* Brief:
Every record that follows should be written out word for word; the pictures stay out.

* Source records:
----------

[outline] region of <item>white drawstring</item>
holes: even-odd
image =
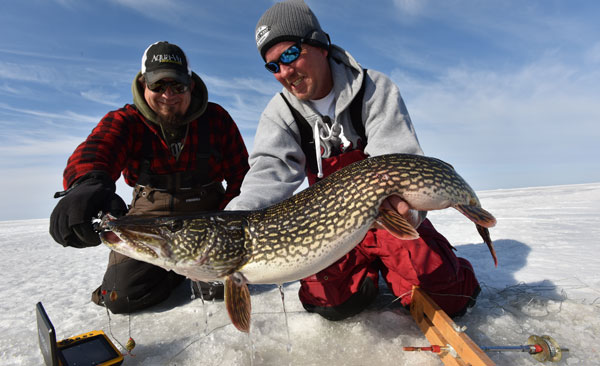
[[[330,140],[339,139],[342,143],[343,150],[350,146],[350,141],[348,141],[348,139],[344,135],[344,127],[340,123],[335,121],[331,126],[329,126],[321,119],[315,121],[315,124],[313,126],[313,138],[315,140],[315,154],[317,158],[317,177],[323,178],[321,140],[323,140],[323,142],[329,142]],[[340,141],[337,141],[337,144],[339,144]],[[334,143],[336,142],[334,141]]]
[[[323,162],[321,161],[321,134],[319,133],[319,122],[321,122],[321,120],[315,121],[315,124],[313,126],[313,139],[315,140],[315,154],[317,157],[317,177],[323,178]]]

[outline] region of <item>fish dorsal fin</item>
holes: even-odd
[[[409,240],[419,237],[417,230],[397,211],[380,210],[376,222],[398,239]]]
[[[250,290],[244,276],[236,272],[225,279],[225,306],[231,323],[240,331],[250,332]]]
[[[483,227],[492,227],[496,225],[496,218],[479,206],[457,204],[454,205],[454,208],[477,225]]]

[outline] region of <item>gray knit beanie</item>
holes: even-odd
[[[288,0],[269,8],[256,24],[256,48],[263,60],[275,44],[303,40],[311,46],[328,48],[329,35],[303,0]]]

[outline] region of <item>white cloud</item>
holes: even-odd
[[[113,108],[118,108],[123,105],[118,100],[121,97],[117,93],[105,93],[101,90],[87,90],[80,92],[80,95],[92,102],[104,104]]]
[[[208,88],[209,99],[225,107],[238,127],[252,134],[268,101],[281,90],[281,84],[266,79],[225,79],[204,74],[201,77]]]
[[[475,186],[600,178],[598,71],[544,59],[502,71],[455,67],[433,81],[398,70],[392,78],[425,153],[468,167]]]
[[[1,53],[5,53],[12,56],[25,56],[28,61],[31,59],[43,59],[43,60],[58,60],[58,61],[69,61],[69,62],[94,62],[97,59],[81,57],[79,55],[63,55],[48,52],[34,52],[29,50],[19,50],[14,48],[0,48]]]
[[[63,6],[67,9],[72,9],[79,0],[54,0],[56,1],[60,6]]]
[[[427,0],[394,0],[394,5],[404,15],[417,16],[427,7]]]
[[[30,94],[31,90],[29,88],[23,87],[21,85],[15,87],[14,85],[10,85],[8,83],[4,83],[0,85],[0,92],[8,95],[26,95]]]
[[[176,0],[111,0],[112,2],[131,8],[148,18],[161,22],[177,24],[184,14],[188,13],[185,4]]]
[[[591,25],[595,24],[592,12],[587,14],[591,18],[588,21],[585,14],[568,3],[559,2],[554,6],[539,0],[394,0],[393,3],[397,10],[396,21],[401,24],[419,23],[433,30],[445,28],[447,32],[457,32],[458,37],[467,34],[466,42],[485,39],[513,53],[523,50],[523,44],[525,47],[585,47],[597,42],[597,27]]]
[[[546,125],[548,121],[600,118],[600,73],[561,63],[541,61],[516,70],[452,68],[433,82],[411,79],[398,71],[394,79],[411,99],[411,106],[433,124],[449,117],[459,124],[480,126]],[[404,85],[404,86],[402,86]],[[432,108],[433,106],[433,108]],[[576,117],[576,118],[574,118]],[[471,126],[475,127],[475,126]],[[544,131],[539,131],[545,133]]]
[[[228,95],[233,91],[243,91],[272,96],[281,90],[281,84],[276,81],[266,81],[256,78],[220,78],[207,74],[201,74],[206,83],[208,92],[211,94]]]
[[[63,111],[63,112],[46,112],[40,111],[36,109],[24,109],[24,108],[15,108],[11,107],[5,103],[0,103],[0,109],[5,109],[7,111],[16,112],[20,114],[25,114],[28,116],[39,117],[42,119],[51,119],[51,120],[60,120],[60,121],[75,121],[75,122],[85,122],[92,123],[98,122],[100,120],[100,116],[89,116],[81,113],[76,113],[73,111]]]
[[[588,63],[600,63],[600,42],[595,43],[584,53],[584,59]]]
[[[56,75],[54,69],[41,65],[0,62],[0,78],[2,79],[48,83],[57,79]]]
[[[33,138],[20,134],[13,136],[10,143],[0,145],[0,165],[9,163],[14,158],[37,158],[49,155],[70,155],[83,139],[75,136],[65,136],[61,139]]]

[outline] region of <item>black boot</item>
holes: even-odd
[[[192,290],[194,291],[194,296],[200,297],[202,294],[202,299],[210,301],[210,300],[223,300],[225,293],[225,286],[221,282],[202,282],[202,281],[192,281]]]

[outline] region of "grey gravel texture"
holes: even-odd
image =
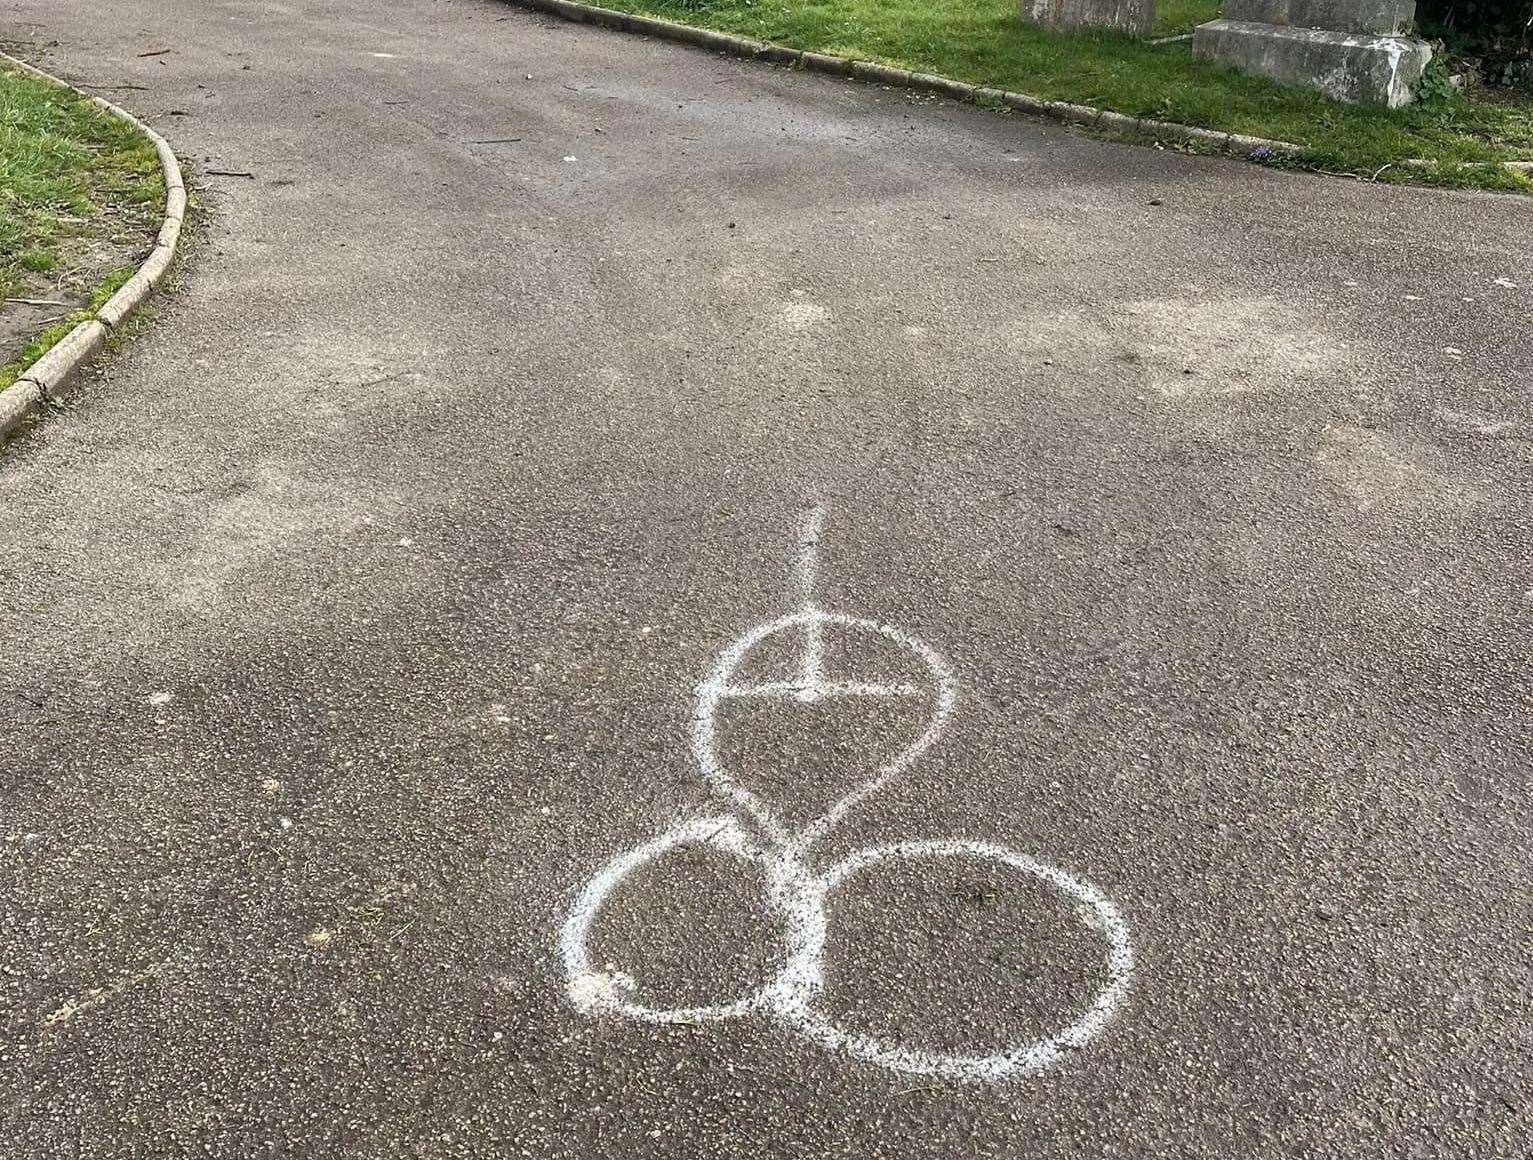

----------

* Written answer:
[outline] region of <item>white drawstring</item>
holes: even-odd
image =
[[[330,140],[339,139],[342,143],[343,150],[350,146],[350,141],[348,141],[348,139],[344,135],[344,127],[340,123],[335,121],[331,126],[329,126],[321,119],[315,121],[315,124],[313,126],[313,138],[315,140],[315,154],[317,158],[317,177],[323,178],[321,140],[323,140],[323,142],[329,142]],[[340,141],[337,141],[337,144],[339,144]],[[334,143],[336,142],[334,141]]]
[[[323,162],[321,161],[321,134],[319,133],[319,122],[321,122],[321,120],[315,121],[315,124],[313,126],[313,139],[315,140],[315,154],[317,157],[317,177],[323,178]]]

[outline] region of <item>fish dorsal fin</item>
holes: even-odd
[[[409,240],[419,237],[417,230],[397,211],[380,210],[376,222],[398,239]]]
[[[250,290],[244,276],[236,272],[225,279],[225,306],[231,323],[240,331],[250,332]]]
[[[483,227],[492,227],[496,225],[496,218],[479,206],[457,204],[454,205],[454,208],[477,225]]]

[outline] region of <item>gray knit beanie</item>
holes: even-odd
[[[288,0],[269,8],[256,24],[256,48],[263,60],[275,44],[303,40],[311,46],[328,48],[329,35],[303,0]]]

[outline] region of <item>white cloud</item>
holes: even-odd
[[[113,108],[118,108],[123,105],[118,100],[121,97],[117,93],[105,93],[101,90],[87,90],[80,92],[80,95],[92,102],[104,104]]]
[[[208,88],[209,99],[225,107],[238,127],[252,134],[268,101],[281,90],[281,84],[266,79],[225,79],[204,74],[201,77]]]
[[[475,186],[600,178],[598,71],[544,59],[502,71],[455,67],[433,81],[398,70],[392,78],[425,153],[468,167]]]
[[[1,53],[5,53],[12,56],[25,56],[28,61],[31,59],[43,59],[43,60],[58,60],[58,61],[69,61],[69,62],[94,62],[97,59],[81,57],[79,55],[63,55],[48,52],[34,52],[29,50],[19,50],[14,48],[0,48]]]
[[[63,6],[67,9],[72,9],[79,0],[54,0],[56,1],[60,6]]]
[[[427,0],[394,0],[394,5],[404,15],[417,16],[427,7]]]
[[[30,94],[31,90],[29,88],[23,87],[21,85],[15,87],[14,85],[10,85],[8,83],[4,83],[0,85],[0,92],[8,95],[26,95]]]
[[[176,0],[111,0],[112,2],[131,8],[148,18],[161,22],[177,24],[184,14],[188,13],[185,4]]]
[[[591,25],[595,24],[592,12],[587,14],[591,18],[588,21],[585,14],[568,3],[559,2],[554,6],[539,0],[394,0],[393,3],[397,10],[396,21],[401,24],[419,23],[433,30],[445,28],[447,32],[457,32],[458,37],[467,34],[466,42],[485,39],[513,53],[523,50],[523,44],[525,47],[585,47],[597,42],[597,27]]]
[[[546,125],[548,121],[600,118],[600,73],[561,63],[541,61],[516,70],[452,68],[433,82],[411,79],[398,71],[394,79],[411,99],[411,106],[433,124],[449,117],[459,124],[480,126]],[[404,85],[404,86],[402,86]],[[432,108],[433,106],[433,108]],[[576,117],[576,118],[574,118]],[[471,126],[475,127],[475,126]],[[544,131],[539,131],[545,133]]]
[[[228,95],[233,91],[243,91],[272,96],[281,90],[281,84],[276,81],[266,81],[256,78],[220,78],[207,74],[201,74],[206,83],[208,92],[211,94]]]
[[[63,111],[63,112],[46,112],[40,111],[36,109],[24,109],[24,108],[15,108],[11,107],[5,103],[0,103],[0,109],[5,109],[7,111],[16,112],[20,114],[25,114],[28,116],[39,117],[42,119],[51,119],[51,120],[60,120],[60,121],[75,121],[75,122],[85,122],[92,123],[98,122],[100,120],[100,116],[89,116],[81,113],[76,113],[73,111]]]
[[[588,63],[600,63],[600,42],[595,43],[584,53],[584,59]]]
[[[56,75],[54,69],[41,65],[0,62],[0,78],[2,79],[48,83],[57,79]]]
[[[33,138],[20,134],[13,136],[10,143],[0,145],[0,165],[9,163],[14,158],[37,158],[49,155],[70,155],[83,139],[75,136],[65,136],[61,139]]]

[outline] region of <item>black boot</item>
holes: even-odd
[[[192,290],[194,291],[194,296],[200,297],[202,294],[202,299],[210,301],[210,300],[223,300],[225,293],[225,286],[221,282],[202,282],[202,281],[192,281]]]

[outline] region of "grey gravel texture"
holes: even-odd
image =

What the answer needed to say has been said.